Return the listing below verbatim. Pictures do not belong in the copy.

Pointing records:
↓

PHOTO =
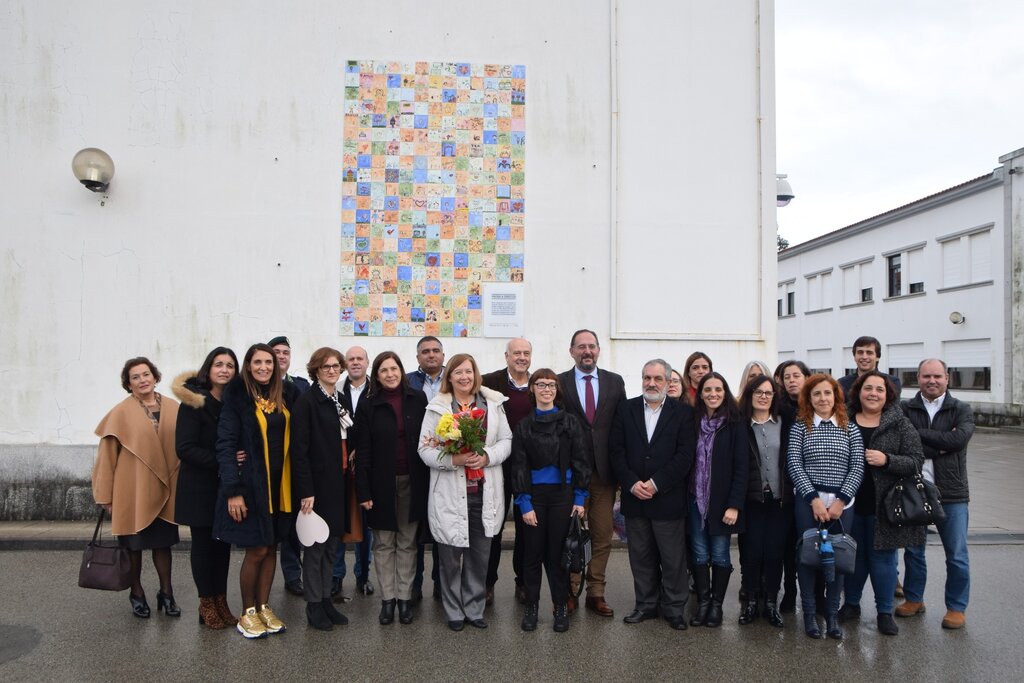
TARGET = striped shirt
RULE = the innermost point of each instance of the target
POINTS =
(826, 459)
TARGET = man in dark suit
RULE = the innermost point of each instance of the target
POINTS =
(513, 381)
(593, 395)
(651, 449)
(291, 550)
(350, 397)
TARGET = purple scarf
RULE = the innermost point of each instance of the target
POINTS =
(701, 469)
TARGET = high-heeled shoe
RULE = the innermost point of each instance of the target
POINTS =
(225, 612)
(166, 602)
(139, 607)
(209, 615)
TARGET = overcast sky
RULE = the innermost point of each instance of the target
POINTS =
(883, 102)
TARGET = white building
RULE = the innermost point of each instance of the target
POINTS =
(649, 136)
(938, 278)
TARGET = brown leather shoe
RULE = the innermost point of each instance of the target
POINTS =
(953, 620)
(570, 604)
(910, 608)
(599, 606)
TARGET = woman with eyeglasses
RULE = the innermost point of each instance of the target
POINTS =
(550, 467)
(321, 469)
(769, 501)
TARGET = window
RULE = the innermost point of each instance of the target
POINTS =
(786, 299)
(857, 282)
(818, 291)
(967, 257)
(904, 271)
(895, 274)
(907, 376)
(968, 379)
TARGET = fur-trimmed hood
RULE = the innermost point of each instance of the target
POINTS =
(186, 388)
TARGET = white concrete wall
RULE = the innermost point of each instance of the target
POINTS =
(221, 225)
(915, 326)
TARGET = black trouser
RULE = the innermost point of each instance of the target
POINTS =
(496, 544)
(544, 544)
(763, 547)
(210, 559)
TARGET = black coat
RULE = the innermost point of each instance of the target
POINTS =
(944, 440)
(667, 458)
(239, 430)
(610, 391)
(543, 440)
(896, 437)
(375, 462)
(316, 459)
(196, 441)
(730, 471)
(754, 484)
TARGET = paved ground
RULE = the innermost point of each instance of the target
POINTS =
(51, 630)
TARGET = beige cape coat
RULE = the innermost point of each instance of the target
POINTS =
(136, 467)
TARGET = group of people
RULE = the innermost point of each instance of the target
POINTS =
(437, 457)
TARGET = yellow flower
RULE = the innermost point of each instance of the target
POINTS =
(444, 425)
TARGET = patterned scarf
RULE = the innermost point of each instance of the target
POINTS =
(701, 469)
(344, 420)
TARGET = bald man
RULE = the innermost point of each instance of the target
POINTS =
(513, 381)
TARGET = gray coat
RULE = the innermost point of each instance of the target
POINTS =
(896, 437)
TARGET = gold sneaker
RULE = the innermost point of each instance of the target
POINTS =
(250, 624)
(270, 621)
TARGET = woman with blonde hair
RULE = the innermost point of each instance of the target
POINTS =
(466, 507)
(135, 476)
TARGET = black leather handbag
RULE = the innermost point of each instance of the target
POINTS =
(913, 502)
(104, 567)
(578, 549)
(844, 549)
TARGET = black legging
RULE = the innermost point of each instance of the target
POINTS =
(763, 547)
(543, 544)
(210, 559)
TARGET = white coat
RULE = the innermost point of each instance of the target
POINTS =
(448, 512)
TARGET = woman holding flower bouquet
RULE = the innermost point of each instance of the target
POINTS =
(550, 469)
(464, 439)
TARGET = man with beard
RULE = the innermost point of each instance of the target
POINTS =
(593, 395)
(651, 449)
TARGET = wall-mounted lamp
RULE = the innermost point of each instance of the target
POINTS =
(93, 168)
(783, 191)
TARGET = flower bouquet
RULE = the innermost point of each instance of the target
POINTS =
(460, 433)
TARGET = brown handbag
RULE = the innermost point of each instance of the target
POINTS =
(104, 567)
(354, 535)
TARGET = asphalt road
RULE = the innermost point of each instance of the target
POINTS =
(52, 630)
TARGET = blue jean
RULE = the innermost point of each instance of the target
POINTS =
(363, 558)
(806, 575)
(706, 546)
(953, 535)
(881, 565)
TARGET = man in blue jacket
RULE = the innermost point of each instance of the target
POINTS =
(945, 426)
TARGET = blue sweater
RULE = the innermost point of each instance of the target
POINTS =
(827, 459)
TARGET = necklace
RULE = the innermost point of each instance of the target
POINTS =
(264, 404)
(148, 413)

↑

Solution to this task:
PHOTO =
TARGET = striped shirt
RULE = the innermost point of each instance of the target
POINTS =
(826, 459)
TARGET = man in dark suit
RULE = the innermost point of each instance of the target
POINTS =
(513, 381)
(593, 395)
(651, 449)
(291, 550)
(350, 397)
TARGET = purple scarf
RULE = the innermost point of each instance of the target
POINTS =
(701, 469)
TARGET = high-heeled shoe
RULE = the innermost point of each instance of the target
POINTS =
(225, 612)
(166, 602)
(139, 607)
(209, 615)
TARGET = overcast sky
RULE = the innermost point of each instance of the target
POINTS =
(883, 102)
TARGET = white building
RULE = the innermost point of each instance of the target
POINTS =
(649, 136)
(938, 278)
TARGET = brown leather shoe
RULE = the innermost point of each instance of the target
POINTS =
(953, 620)
(570, 604)
(910, 608)
(599, 606)
TARGET = woman with eyeglasses
RULE = the innermost point of each instance of the target
POINTS =
(550, 467)
(321, 469)
(769, 501)
TARGET = window
RULE = the innermost point of each instance of the target
POINTS =
(786, 299)
(857, 282)
(818, 291)
(967, 257)
(904, 271)
(895, 274)
(907, 376)
(968, 379)
TARGET = fur-trimmed hood
RULE = the innermost point of each instance of the target
POINTS =
(186, 388)
TARGET = white concrete wall
RULE = the innermost point of each instance of the target
POINTS =
(221, 225)
(915, 326)
TARGET = black trouser
RULE = the innermost point of each instance of the target
POINTS =
(496, 544)
(544, 544)
(763, 547)
(210, 559)
TARGET = black coat
RULE = the innermost point of each instance of the target
POINTS =
(944, 440)
(667, 458)
(239, 430)
(610, 391)
(543, 440)
(896, 437)
(375, 462)
(316, 459)
(196, 441)
(730, 471)
(754, 484)
TARGET = paved ground
RULE = the innermost point of each instance of the target
POINTS =
(51, 630)
TARGET = beige cape coat
RULE = the innermost point of each instance of the target
POINTS =
(136, 467)
TARGET = group of people
RULE = the innermost point of each instance of the target
POINTS =
(437, 457)
TARGET = yellow flower
RULE = the innermost point of each instance of the target
POINTS =
(444, 425)
TARGET = patterned scarf
RULE = the innermost point of each instance of the target
POINTS =
(701, 469)
(344, 420)
TARGET = bald man
RULE = the innermost point of each instance of the target
POINTS =
(513, 381)
TARGET = gray coat
RULE = the innermost point of each instance of the target
POINTS =
(896, 437)
TARGET = gold sneaker
RULE = the innermost point of each instance of the target
POINTS =
(250, 624)
(270, 621)
TARGET = woman with blonde hair
RULE = the innermost point of each instance of the target
POINTS =
(466, 507)
(135, 476)
TARGET = black leather handbag
RULE = the innermost point of each instance of the target
POINTS =
(913, 502)
(104, 567)
(578, 549)
(844, 549)
TARGET = black legging
RULE = the innermost point of each instance of the target
POINTS =
(763, 547)
(543, 544)
(210, 559)
TARGET = white coat
RULE = the innermost point of each instance of the target
POINTS =
(448, 512)
TARGET = woman holding flower bouquet
RULE = the innermost point of each instance of the target
POINTS =
(550, 469)
(464, 439)
TARGET = man with beard
RULE = the innermost point of each instance of the target
POINTS =
(593, 395)
(651, 449)
TARGET = wall-mounted lamp
RULE = the innermost point of each instance of the target
POINTS =
(93, 168)
(783, 191)
TARGET = flower bouquet
RULE = the innermost point of each instance of the target
POINTS =
(460, 433)
TARGET = brown handbag
RULE = the innermost point of each instance of the target
POINTS =
(104, 567)
(354, 535)
TARGET = asphalt road
RULE = the innermost point of each instance of the target
POINTS =
(52, 630)
TARGET = blue jean
RULE = the innermost point of each instance of the target
POINTS =
(363, 558)
(806, 575)
(706, 546)
(953, 535)
(881, 565)
TARGET = man in blue jacket
RULE = the innermost point of each instance of the target
POINTS =
(945, 426)
TARGET = blue sweater
RULE = the innermost point of each instance of the target
POINTS =
(827, 459)
TARGET = necklace
RULE = the innermost point of each instance of the target
POINTS =
(264, 404)
(148, 413)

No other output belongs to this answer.